[Part of a data file]
%%

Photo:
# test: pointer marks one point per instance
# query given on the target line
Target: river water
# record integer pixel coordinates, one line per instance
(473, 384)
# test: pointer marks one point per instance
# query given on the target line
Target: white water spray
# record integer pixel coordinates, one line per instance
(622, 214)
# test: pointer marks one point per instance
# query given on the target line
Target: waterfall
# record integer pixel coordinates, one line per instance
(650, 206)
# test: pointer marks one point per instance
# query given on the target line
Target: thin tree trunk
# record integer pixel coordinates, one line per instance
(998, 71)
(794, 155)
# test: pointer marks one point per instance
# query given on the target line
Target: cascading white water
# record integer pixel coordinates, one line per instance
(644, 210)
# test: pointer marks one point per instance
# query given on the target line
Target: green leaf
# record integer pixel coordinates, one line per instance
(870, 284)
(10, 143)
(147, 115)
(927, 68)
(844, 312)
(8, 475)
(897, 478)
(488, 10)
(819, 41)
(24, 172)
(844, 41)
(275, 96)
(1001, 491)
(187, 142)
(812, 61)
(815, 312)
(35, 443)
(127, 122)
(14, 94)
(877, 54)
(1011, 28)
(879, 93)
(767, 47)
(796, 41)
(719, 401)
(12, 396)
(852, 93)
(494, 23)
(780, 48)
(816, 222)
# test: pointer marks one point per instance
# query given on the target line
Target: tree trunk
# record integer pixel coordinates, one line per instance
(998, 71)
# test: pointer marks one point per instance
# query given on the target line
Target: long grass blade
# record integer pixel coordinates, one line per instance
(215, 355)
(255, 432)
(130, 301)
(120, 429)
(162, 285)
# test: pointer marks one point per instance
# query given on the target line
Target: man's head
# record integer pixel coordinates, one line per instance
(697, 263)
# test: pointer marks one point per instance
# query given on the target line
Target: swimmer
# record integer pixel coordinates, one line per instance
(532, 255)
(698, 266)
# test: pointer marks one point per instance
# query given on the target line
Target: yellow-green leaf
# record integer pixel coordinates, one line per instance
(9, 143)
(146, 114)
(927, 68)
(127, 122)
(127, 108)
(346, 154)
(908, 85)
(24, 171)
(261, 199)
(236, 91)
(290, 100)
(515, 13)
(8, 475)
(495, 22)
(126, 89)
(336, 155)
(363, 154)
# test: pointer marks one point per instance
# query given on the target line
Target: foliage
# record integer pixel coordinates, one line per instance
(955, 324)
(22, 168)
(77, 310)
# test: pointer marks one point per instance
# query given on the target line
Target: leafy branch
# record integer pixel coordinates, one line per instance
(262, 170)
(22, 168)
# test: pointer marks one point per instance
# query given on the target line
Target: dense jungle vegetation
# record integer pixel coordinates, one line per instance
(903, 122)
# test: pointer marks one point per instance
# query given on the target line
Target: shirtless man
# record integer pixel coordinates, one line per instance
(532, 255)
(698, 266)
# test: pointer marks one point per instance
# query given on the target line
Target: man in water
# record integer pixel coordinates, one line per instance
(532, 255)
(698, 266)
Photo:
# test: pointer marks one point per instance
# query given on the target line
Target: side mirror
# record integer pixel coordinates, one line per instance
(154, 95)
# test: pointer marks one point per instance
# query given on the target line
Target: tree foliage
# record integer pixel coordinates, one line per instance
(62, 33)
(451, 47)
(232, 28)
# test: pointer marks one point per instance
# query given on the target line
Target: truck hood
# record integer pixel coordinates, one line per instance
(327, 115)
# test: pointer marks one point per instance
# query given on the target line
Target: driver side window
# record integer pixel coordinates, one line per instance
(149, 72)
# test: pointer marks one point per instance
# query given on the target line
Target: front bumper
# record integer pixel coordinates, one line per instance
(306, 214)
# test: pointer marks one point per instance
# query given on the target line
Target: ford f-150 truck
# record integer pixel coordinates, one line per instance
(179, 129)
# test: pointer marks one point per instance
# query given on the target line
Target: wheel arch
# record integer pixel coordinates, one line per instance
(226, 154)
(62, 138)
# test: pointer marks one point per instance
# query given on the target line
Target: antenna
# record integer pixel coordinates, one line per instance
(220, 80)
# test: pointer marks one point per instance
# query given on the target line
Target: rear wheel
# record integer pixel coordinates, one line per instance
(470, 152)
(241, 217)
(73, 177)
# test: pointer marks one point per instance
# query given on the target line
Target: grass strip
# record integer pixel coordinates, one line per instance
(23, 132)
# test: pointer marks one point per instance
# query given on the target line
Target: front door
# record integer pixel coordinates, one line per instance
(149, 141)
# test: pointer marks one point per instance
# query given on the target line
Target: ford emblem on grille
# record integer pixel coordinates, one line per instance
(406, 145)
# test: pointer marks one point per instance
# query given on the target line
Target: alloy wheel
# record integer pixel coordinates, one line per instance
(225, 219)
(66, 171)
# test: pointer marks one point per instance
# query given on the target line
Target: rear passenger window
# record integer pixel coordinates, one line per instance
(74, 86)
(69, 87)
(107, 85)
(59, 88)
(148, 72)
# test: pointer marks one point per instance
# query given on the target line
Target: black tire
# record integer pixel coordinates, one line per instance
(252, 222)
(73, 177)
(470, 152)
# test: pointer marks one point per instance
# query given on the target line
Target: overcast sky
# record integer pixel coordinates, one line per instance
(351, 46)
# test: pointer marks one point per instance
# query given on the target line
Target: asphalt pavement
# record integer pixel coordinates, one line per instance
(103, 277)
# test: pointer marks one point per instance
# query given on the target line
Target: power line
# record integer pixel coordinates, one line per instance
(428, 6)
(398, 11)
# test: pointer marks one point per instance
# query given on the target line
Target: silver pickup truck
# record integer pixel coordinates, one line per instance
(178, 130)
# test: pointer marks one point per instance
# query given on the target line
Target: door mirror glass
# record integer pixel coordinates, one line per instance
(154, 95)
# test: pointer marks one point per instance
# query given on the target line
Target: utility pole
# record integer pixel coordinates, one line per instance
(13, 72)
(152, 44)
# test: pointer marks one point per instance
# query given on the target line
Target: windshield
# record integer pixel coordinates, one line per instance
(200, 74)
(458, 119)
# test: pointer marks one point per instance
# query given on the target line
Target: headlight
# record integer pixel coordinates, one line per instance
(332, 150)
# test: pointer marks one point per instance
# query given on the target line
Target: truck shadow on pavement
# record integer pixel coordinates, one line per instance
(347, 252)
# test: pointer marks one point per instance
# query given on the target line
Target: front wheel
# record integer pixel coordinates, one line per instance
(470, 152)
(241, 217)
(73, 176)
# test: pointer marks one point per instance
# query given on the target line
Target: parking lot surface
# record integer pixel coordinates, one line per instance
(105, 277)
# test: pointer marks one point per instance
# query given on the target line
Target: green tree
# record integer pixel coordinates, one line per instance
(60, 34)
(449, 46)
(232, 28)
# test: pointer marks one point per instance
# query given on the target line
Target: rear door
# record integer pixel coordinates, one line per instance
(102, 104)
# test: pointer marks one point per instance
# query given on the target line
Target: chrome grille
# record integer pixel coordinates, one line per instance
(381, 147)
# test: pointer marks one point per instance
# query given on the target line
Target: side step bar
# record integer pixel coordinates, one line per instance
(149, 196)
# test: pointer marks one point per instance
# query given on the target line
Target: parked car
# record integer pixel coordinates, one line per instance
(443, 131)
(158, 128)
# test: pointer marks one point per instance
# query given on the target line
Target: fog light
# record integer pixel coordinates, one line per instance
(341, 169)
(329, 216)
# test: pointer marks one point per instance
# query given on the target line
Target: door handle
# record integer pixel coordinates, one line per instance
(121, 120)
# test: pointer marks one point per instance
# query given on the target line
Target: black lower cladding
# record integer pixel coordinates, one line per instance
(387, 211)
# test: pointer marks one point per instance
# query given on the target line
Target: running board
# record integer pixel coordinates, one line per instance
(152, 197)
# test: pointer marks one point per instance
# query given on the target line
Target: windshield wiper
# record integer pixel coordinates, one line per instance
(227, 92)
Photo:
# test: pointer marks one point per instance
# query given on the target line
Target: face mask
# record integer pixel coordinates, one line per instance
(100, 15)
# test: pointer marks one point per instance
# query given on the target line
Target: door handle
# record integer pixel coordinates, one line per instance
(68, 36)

%%

**Set exercise**
Return every line in the records above that contains the string "windshield", treating uppercase and lowercase as different.

**Correct answer**
Target: windshield
Target: windshield wiper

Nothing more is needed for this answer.